_Task_
Could you retype, exactly and with no pictures, only the lines from the first line of the records below through the line that contains "hydration pack, I would be grateful."?

[Recorded data]
--------
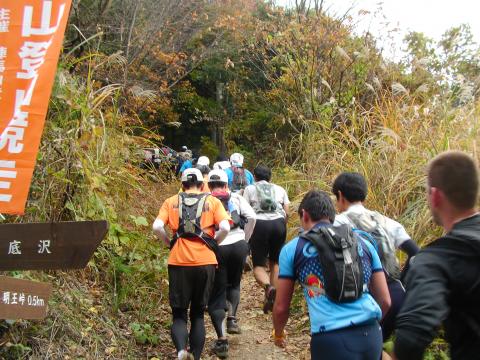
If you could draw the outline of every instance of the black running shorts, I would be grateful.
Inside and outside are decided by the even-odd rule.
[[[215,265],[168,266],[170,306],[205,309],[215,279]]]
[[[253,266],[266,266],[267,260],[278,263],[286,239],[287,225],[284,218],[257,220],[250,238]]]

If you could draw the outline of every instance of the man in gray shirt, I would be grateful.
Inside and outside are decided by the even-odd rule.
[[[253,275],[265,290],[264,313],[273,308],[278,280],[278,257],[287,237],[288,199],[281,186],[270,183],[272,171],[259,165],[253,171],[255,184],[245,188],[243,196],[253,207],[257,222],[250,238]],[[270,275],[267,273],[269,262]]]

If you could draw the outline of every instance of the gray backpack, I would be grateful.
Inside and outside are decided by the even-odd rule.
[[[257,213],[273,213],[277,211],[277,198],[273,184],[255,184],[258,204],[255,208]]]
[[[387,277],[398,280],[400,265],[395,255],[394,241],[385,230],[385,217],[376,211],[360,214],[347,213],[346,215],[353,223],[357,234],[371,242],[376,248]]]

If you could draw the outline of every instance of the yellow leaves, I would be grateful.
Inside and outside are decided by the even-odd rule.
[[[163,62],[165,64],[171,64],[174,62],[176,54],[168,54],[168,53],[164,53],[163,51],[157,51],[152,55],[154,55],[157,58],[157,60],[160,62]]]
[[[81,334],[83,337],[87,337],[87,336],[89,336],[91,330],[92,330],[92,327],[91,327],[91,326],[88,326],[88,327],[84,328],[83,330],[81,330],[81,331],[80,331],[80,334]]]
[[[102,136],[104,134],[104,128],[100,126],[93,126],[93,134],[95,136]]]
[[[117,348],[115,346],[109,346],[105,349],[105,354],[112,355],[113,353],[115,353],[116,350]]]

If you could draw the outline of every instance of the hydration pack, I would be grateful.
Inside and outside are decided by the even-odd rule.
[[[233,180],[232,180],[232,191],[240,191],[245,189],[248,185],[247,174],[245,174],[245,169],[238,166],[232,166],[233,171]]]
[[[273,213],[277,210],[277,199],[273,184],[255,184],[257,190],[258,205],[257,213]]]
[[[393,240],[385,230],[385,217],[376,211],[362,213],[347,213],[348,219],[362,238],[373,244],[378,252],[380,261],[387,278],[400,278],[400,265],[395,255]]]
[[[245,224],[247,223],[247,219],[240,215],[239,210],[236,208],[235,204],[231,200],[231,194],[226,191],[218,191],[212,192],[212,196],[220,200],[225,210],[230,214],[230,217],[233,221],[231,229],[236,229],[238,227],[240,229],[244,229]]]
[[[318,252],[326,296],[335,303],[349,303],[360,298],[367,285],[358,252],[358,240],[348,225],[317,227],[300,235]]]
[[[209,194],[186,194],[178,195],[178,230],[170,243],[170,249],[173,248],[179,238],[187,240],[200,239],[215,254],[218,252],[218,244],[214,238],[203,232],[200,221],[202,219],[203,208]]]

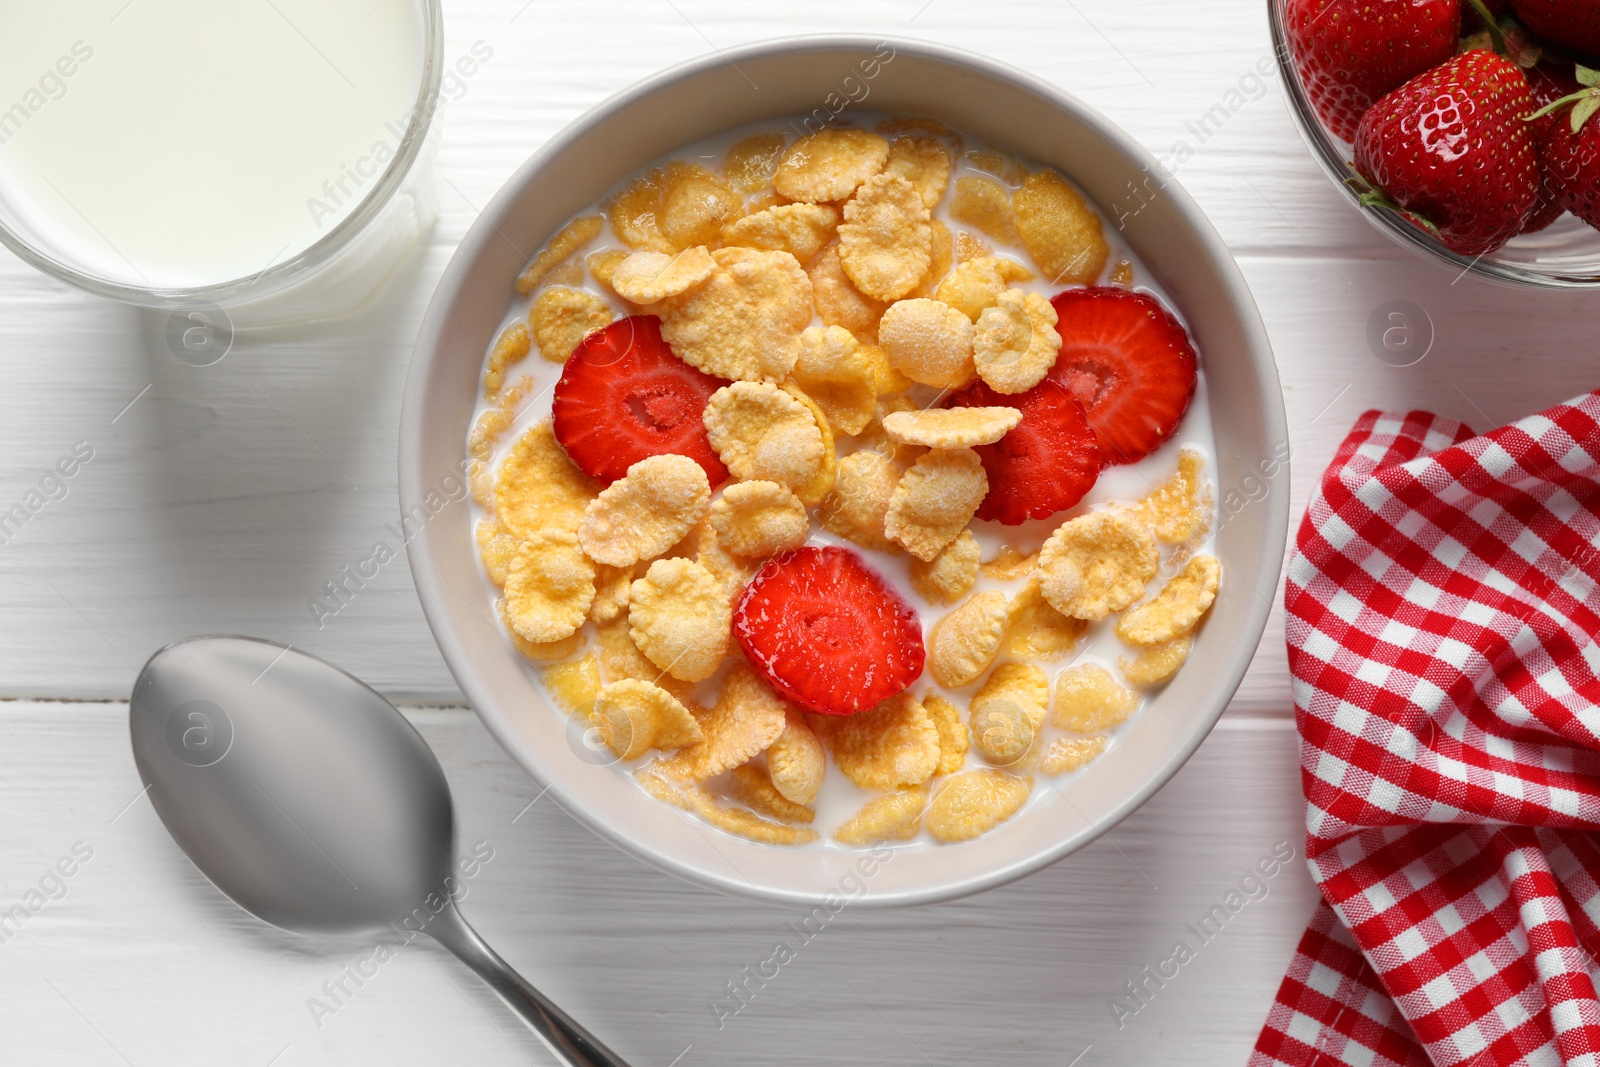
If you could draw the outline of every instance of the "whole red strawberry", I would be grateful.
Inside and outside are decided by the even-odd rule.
--------
_Written answer_
If you could draw the outline of every instance of the black running shorts, I would be grateful.
Inside and outside are decided by the even-odd rule.
[[[215,265],[168,266],[170,306],[205,309],[215,279]]]
[[[253,266],[266,266],[267,260],[278,263],[286,239],[287,225],[284,218],[257,220],[250,238]]]

If you could draw the outline of every instance of the man in gray shirt, I would be grateful.
Inside and outside are decided by the even-odd rule.
[[[253,275],[265,290],[264,313],[273,308],[278,280],[278,257],[287,237],[288,199],[281,186],[270,183],[272,171],[259,165],[253,171],[255,184],[245,188],[243,196],[253,207],[257,222],[250,238]],[[270,275],[267,273],[269,262]]]

If you could draw the outline of every instance of the gray backpack, I would be grateful.
Inside and outside are decided by the even-odd rule.
[[[257,213],[273,213],[277,211],[277,198],[273,184],[255,184],[258,204],[255,208]]]
[[[387,277],[398,280],[400,265],[395,255],[394,241],[385,230],[385,217],[376,211],[360,214],[347,213],[346,215],[353,223],[357,234],[371,242],[376,248]]]

If you could draw the outline of every instance of the yellow leaves, I would be grateful.
Inside and outside are decided by the even-odd rule.
[[[163,62],[165,64],[171,64],[174,62],[176,54],[168,54],[168,53],[164,53],[163,51],[157,51],[152,55],[154,55],[157,58],[157,60],[160,62]]]
[[[81,334],[83,337],[87,337],[87,336],[89,336],[91,330],[92,330],[92,327],[91,327],[91,326],[88,326],[88,327],[84,328],[83,330],[81,330],[81,331],[80,331],[80,334]]]
[[[102,136],[104,134],[104,128],[100,126],[93,126],[93,134],[95,136]]]
[[[117,348],[115,346],[109,346],[105,349],[105,354],[112,355],[113,353],[115,353],[116,350]]]

If you could draw the outline of every instance of the hydration pack, I would be grateful.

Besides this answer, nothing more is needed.